Start of DATA FOR ANALYSIS

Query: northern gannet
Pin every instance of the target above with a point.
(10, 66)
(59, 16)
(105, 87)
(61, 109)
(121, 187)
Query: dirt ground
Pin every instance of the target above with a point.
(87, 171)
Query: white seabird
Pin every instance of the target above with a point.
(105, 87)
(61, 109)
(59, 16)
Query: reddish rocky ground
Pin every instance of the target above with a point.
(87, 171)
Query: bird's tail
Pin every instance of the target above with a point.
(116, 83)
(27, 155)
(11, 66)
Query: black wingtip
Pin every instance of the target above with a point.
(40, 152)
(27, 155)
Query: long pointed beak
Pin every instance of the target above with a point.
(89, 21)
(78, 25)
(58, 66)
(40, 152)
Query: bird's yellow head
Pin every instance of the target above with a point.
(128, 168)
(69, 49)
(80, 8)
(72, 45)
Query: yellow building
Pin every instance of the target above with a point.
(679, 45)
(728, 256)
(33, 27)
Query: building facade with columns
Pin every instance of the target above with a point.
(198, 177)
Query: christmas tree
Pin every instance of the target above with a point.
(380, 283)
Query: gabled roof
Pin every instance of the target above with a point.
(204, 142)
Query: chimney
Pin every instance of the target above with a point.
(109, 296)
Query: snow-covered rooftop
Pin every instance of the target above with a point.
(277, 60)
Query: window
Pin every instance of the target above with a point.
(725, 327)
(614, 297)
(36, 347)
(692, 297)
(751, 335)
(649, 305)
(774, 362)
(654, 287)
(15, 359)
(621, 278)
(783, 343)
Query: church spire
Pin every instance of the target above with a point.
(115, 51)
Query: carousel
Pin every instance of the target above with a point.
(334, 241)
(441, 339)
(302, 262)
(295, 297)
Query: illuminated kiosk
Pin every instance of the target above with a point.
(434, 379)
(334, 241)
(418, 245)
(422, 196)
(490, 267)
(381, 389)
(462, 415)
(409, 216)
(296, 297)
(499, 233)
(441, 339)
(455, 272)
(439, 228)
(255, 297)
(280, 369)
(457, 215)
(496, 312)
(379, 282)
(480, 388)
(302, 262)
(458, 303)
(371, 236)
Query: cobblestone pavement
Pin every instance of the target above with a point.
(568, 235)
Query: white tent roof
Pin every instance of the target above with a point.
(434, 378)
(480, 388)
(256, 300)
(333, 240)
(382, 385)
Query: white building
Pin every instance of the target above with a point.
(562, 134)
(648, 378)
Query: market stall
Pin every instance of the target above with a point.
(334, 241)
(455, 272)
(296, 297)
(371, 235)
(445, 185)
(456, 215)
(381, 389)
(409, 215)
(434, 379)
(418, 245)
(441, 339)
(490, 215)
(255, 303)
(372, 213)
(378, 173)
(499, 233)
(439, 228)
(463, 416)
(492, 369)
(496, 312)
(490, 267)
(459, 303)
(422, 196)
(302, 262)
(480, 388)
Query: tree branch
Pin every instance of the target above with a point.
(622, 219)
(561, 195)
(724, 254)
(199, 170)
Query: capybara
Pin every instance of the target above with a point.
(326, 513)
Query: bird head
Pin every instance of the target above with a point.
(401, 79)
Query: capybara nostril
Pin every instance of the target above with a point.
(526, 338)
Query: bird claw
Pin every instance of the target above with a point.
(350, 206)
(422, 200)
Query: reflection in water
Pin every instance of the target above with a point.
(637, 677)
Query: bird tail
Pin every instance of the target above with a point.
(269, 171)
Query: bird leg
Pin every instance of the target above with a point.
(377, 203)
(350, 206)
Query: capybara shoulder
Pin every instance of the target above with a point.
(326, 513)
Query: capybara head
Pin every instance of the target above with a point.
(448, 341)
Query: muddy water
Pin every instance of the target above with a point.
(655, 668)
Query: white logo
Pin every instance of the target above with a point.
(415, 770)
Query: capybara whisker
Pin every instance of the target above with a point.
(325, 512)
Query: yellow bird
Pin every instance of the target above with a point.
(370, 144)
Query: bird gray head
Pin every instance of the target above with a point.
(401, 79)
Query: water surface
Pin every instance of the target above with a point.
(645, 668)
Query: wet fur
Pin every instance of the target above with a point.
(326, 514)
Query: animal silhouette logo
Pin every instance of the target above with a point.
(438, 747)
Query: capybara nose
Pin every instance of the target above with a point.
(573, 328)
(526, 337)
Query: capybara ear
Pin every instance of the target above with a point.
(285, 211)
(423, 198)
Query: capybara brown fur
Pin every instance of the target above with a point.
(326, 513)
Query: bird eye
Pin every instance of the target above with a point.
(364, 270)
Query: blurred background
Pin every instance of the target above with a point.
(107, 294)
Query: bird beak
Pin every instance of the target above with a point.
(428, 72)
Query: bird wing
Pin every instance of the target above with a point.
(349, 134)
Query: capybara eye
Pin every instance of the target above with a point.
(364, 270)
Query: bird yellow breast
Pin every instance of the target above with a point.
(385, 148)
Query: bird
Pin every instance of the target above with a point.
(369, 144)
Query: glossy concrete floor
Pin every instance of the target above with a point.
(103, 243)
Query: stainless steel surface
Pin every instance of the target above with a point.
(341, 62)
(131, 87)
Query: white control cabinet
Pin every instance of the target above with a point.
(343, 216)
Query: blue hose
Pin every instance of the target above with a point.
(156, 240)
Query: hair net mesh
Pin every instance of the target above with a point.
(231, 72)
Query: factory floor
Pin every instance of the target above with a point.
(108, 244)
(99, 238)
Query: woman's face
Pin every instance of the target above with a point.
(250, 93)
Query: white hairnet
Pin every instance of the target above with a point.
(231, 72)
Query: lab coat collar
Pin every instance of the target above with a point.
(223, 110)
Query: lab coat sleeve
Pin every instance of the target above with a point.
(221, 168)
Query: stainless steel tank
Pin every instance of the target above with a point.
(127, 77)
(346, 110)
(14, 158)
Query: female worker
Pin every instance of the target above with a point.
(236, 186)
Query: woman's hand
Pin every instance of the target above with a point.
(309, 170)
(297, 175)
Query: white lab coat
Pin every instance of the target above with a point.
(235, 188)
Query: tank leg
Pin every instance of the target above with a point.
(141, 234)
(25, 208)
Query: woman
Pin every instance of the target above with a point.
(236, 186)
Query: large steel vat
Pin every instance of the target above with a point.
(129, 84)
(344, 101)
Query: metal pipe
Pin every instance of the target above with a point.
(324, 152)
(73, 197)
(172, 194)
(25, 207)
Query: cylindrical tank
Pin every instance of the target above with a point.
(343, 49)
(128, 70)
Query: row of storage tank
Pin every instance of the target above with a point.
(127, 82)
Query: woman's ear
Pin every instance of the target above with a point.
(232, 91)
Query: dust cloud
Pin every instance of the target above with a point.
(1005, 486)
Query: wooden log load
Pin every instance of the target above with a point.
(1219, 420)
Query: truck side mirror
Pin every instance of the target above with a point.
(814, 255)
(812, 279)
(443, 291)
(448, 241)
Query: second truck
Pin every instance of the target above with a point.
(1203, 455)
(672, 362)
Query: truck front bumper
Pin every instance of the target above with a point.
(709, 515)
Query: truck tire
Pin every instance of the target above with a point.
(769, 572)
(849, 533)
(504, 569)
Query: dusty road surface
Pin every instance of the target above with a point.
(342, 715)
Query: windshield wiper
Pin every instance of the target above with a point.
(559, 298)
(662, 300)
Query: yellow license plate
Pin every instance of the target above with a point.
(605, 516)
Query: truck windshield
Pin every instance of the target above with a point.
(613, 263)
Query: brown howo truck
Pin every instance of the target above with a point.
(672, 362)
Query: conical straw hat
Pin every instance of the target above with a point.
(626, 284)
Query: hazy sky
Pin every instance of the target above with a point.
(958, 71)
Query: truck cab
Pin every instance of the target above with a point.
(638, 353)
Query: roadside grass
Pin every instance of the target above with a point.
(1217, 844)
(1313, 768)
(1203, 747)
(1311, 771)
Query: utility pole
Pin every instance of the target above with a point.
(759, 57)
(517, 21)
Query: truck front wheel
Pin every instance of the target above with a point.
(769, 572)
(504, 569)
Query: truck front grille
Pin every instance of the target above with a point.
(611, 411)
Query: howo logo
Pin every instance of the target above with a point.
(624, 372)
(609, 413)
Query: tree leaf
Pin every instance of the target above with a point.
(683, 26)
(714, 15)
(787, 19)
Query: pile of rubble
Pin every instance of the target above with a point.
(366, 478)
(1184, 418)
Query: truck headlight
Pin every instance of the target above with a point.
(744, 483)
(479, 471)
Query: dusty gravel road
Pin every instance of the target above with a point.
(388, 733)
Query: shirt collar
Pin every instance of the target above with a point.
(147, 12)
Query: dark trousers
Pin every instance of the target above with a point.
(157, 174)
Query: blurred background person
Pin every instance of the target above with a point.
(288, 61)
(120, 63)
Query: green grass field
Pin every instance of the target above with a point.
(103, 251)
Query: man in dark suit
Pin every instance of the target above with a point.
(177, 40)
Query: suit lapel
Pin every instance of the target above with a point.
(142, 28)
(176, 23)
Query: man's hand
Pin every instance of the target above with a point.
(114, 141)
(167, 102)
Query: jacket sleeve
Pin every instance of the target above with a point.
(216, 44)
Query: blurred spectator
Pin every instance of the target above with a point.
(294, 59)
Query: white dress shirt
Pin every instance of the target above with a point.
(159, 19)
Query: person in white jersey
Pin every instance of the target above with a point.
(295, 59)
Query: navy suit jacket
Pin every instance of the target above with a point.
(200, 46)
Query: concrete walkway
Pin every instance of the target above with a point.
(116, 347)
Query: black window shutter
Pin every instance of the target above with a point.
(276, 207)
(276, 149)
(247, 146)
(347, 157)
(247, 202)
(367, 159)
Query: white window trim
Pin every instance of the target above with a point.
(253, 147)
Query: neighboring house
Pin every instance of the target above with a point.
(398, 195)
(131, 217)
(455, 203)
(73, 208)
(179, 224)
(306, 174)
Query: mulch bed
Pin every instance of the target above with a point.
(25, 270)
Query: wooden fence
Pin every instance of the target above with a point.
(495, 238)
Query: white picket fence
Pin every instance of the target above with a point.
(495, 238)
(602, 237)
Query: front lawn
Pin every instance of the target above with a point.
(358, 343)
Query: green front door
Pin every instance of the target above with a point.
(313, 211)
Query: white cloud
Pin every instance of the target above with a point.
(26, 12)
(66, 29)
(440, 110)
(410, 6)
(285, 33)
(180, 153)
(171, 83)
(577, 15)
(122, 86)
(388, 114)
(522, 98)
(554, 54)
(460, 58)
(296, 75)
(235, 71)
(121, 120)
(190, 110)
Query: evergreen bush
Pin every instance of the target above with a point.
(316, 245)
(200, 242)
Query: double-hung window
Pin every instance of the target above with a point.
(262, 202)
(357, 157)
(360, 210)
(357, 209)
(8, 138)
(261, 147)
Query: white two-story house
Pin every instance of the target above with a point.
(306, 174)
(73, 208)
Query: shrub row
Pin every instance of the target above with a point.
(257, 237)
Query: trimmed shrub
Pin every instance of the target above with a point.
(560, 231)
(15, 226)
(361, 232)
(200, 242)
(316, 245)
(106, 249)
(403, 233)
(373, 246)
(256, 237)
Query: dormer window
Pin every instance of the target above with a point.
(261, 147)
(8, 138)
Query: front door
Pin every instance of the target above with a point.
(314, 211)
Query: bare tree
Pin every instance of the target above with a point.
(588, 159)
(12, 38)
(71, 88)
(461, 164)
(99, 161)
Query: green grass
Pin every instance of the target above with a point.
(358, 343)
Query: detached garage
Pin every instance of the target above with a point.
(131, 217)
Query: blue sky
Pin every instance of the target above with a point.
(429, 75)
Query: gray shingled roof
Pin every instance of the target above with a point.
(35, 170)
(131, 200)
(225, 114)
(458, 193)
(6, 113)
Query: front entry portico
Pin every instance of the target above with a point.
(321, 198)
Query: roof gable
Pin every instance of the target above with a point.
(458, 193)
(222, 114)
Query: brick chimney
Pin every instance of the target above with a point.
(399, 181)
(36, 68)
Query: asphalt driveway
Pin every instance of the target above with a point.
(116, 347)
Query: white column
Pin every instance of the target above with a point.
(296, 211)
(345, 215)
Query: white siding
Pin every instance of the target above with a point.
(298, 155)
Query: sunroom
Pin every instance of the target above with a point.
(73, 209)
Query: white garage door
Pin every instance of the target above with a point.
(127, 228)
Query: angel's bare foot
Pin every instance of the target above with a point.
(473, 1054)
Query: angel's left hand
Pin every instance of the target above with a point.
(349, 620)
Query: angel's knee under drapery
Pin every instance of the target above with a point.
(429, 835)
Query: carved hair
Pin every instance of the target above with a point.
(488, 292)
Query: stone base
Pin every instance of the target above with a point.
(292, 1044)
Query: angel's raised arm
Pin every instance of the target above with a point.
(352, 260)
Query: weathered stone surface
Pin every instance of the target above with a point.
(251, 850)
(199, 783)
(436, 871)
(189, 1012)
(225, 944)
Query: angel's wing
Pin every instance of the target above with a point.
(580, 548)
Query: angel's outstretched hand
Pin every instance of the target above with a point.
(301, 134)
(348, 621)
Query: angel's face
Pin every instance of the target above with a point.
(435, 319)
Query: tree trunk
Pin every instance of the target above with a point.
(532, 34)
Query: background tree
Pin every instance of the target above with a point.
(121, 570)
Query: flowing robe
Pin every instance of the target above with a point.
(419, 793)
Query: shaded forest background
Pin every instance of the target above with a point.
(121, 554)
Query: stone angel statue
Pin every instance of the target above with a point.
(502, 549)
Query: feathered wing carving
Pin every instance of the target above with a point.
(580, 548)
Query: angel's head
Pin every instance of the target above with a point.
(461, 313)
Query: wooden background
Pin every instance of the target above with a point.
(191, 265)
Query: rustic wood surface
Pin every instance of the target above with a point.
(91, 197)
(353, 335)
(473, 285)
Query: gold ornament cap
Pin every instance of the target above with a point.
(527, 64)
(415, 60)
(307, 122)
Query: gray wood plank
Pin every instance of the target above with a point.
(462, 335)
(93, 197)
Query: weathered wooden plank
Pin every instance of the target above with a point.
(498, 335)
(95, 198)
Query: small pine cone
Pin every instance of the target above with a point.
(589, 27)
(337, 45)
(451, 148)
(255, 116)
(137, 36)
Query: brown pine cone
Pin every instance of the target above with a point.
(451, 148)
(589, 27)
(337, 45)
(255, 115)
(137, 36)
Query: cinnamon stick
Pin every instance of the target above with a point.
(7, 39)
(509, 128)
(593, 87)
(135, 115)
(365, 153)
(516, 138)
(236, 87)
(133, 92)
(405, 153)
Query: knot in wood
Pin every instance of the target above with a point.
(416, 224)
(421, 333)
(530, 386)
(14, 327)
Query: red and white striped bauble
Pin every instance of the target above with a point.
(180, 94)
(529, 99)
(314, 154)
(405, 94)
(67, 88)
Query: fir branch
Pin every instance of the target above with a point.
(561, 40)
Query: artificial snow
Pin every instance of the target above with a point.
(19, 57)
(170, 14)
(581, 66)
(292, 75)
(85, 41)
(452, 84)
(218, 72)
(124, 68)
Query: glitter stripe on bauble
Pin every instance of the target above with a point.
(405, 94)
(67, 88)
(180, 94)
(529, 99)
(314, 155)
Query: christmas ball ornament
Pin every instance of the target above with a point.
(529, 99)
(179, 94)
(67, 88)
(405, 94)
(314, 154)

End of DATA FOR ANALYSIS

EXERCISE OBJECTIVE>
Reproduce the lines of the entries above from the one with "Query: background tree" to the one with "Query: artificial snow", both included, exactly and without any other line.

ANSWER SECTION>
Query: background tree
Pin every instance of the target above with a point.
(121, 570)
Query: flowing robe
Pin every instance of the target above with a point.
(419, 793)
Query: shaded forest background
Pin every instance of the target above with a point.
(121, 554)
Query: stone angel statue
Pin every instance of the target above with a point.
(502, 549)
Query: feathered wing carving
Pin every instance of the target above with a point.
(580, 548)
Query: angel's head
Pin every instance of the target above with a point.
(461, 313)
Query: wooden background
Pin every instance of the target above with a point.
(191, 265)
Query: rustic wood surface
Pin every instance of the target above with a point.
(91, 197)
(353, 335)
(473, 285)
Query: gold ornament cap
Pin every instance of the target above with a point.
(527, 64)
(415, 60)
(307, 122)
Query: gray wood plank
Pin every instance of the target above with a point.
(462, 335)
(93, 197)
Query: weathered wooden plank
Pin every instance of the target above with a point.
(498, 335)
(95, 198)
Query: small pine cone
Pin every instance of the target above with a point.
(589, 27)
(337, 45)
(451, 148)
(255, 116)
(137, 36)
Query: brown pine cone
Pin every instance of the target above with a point.
(451, 148)
(589, 27)
(337, 45)
(255, 115)
(137, 36)
Query: cinnamon stick
Pin every instance of the target above with a point.
(7, 39)
(509, 128)
(593, 87)
(135, 115)
(365, 153)
(516, 138)
(236, 87)
(133, 92)
(405, 153)
Query: knot in wood
Pin every instance of the target above with a point.
(416, 224)
(421, 333)
(530, 386)
(14, 327)
Query: red and white striped bauble
Pin every instance of the target above with a point.
(180, 94)
(529, 99)
(314, 154)
(405, 94)
(67, 88)
Query: fir branch
Pin every instance of the target above with a point.
(561, 40)
Query: artificial snow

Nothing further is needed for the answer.